[BRIEF 1]:
In the literary notes, which adverb do Dickens and Bulwer use in the sense of "as soon as"?
[BRIEF 2]:
List every person named in the literary notes.
[BRIEF 3]:
Please output the stretch of the literary notes from "Here are both" through "Law, John Bristed.".

The misapplication of quotations is clever, and has a capital effect, when well done; but Lord Brougham has not exactly that kind of capacity which the thing requires. One of the best hits in this way is made by Tieck, and I have lately seen it appropriated, with interesting complacency, in an English magazine. The author of the “Journey into the Blue Distance,” is giving an account of some young ladies, not very beautiful, whom he caught in mediis rebus, at their toilet. “They were curling their monstrous heads,” says he, “as Shakspeare says of the waves in a storm.”

­ L.

Here are both Dickens and Bulwer perpetually using the adverb “directly” in the sense of “as soon as.” “Directly he came I did so and so.” — “Directly I knew it I said this and that.” But observe! — “Grammar is hardly taught,” [in the United States,] “being thought an unnecessary basis for other learning.” I quote “America and her Resources,” by the British Counsellor at Law, John Bristed.

­ LI.

At Ermenonville, too, there is a striking instance of the Gallic rhythm with which a Frenchman regards the English verse. There Gerardin has the following inscription to the memory of Shenstone:

This plain stone

To William Shenstone.

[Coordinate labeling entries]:
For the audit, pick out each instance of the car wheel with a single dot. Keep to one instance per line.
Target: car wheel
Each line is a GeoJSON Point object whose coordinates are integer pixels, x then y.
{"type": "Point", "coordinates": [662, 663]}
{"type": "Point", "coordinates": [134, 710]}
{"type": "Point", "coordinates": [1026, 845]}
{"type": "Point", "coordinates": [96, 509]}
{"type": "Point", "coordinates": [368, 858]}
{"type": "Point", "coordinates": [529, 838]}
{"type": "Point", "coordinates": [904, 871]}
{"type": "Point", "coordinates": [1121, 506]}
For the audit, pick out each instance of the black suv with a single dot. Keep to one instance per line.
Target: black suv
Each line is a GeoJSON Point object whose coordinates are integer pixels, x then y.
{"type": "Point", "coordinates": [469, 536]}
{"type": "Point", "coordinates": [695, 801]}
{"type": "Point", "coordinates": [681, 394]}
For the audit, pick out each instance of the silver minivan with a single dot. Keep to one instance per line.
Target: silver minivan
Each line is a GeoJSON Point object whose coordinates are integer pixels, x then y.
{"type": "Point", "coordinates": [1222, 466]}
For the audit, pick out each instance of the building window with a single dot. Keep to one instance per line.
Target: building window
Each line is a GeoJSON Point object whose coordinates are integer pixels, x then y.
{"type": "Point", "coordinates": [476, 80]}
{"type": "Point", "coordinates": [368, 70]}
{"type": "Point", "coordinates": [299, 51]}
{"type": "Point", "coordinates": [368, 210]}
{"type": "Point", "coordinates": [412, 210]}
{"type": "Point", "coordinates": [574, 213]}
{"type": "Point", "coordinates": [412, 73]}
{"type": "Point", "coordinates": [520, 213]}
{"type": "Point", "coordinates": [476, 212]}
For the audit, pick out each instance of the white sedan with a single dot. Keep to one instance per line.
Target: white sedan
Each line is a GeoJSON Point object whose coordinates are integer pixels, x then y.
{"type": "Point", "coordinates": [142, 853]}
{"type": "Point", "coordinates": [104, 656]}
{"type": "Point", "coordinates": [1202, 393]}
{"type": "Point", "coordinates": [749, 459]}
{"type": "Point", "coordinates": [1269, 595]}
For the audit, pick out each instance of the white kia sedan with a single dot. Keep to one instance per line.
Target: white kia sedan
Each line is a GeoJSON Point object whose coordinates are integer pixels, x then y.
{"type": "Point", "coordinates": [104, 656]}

[FULL OUTPUT 1]:
"Directly."

[FULL OUTPUT 2]:
Lord Brougham, Tieck, Shakspeare, Dickens, Bulwer, John Bristed, Gerardin, William Shenstone

[FULL OUTPUT 3]:
Here are both Dickens and Bulwer perpetually using the adverb “directly” in the sense of “as soon as.” “Directly he came I did so and so.” — “Directly I knew it I said this and that.” But observe! — “Grammar is hardly taught,” [in the United States,] “being thought an unnecessary basis for other learning.” I quote “America and her Resources,” by the British Counsellor at Law, John Bristed.